_What is required:_ Comb through the entries for "flower" and pull out each line that holds it.

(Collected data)
::::
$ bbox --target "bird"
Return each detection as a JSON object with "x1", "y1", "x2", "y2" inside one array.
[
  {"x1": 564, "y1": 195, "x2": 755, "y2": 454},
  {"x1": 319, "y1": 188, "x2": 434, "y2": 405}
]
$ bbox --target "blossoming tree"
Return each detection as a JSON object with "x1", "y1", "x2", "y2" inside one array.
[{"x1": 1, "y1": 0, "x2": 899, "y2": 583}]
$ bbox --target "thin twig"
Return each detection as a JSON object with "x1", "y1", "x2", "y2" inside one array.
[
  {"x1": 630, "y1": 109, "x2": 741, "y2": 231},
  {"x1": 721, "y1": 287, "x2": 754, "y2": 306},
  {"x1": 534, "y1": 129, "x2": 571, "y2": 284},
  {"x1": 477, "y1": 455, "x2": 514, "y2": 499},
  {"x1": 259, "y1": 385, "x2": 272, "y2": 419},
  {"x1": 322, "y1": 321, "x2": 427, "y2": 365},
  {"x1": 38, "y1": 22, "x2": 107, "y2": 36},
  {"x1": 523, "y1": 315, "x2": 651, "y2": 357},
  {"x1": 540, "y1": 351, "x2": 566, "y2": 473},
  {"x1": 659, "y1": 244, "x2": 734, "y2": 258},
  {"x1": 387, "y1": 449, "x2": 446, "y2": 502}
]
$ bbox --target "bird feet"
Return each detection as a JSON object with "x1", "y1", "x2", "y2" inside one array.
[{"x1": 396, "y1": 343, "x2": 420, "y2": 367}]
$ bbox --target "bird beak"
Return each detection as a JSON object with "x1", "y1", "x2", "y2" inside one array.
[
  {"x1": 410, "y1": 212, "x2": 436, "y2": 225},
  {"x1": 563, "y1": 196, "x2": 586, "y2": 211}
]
::::
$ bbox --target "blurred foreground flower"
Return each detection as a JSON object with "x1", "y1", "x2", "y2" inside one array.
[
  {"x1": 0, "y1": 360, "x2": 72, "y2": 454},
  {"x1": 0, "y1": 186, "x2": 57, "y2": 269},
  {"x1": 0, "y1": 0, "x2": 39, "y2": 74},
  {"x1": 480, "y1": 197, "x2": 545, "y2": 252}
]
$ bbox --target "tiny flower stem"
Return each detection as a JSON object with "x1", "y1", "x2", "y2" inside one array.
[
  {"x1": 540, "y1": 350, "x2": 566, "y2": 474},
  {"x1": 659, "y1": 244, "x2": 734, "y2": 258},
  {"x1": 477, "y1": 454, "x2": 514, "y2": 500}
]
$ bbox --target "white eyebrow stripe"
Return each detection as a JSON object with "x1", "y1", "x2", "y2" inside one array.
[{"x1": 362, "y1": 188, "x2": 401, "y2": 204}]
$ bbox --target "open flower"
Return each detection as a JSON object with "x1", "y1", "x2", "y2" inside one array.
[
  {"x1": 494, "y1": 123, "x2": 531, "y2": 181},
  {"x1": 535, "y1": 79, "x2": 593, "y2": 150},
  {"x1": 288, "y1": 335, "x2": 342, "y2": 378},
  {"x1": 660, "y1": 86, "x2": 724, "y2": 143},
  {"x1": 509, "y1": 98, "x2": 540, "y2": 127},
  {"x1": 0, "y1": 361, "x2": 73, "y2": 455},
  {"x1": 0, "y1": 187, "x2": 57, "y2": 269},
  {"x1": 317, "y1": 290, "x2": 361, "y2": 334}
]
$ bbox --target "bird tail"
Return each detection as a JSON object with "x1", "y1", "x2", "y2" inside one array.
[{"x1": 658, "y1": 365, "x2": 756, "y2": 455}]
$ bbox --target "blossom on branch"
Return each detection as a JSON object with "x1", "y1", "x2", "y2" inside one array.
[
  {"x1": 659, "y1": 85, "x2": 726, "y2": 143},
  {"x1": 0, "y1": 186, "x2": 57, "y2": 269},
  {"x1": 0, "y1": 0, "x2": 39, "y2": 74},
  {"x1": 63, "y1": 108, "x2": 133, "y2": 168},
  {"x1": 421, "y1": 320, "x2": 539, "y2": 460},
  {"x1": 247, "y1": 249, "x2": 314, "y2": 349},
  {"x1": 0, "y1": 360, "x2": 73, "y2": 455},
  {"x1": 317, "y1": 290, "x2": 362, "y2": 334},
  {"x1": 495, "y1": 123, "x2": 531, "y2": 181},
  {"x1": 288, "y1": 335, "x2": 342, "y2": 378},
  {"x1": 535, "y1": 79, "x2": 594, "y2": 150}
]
::::
_Task output:_
$ bbox --target "blurred foreground flower"
$ bbox --target "tiny flower stem"
$ bbox --target "open flower"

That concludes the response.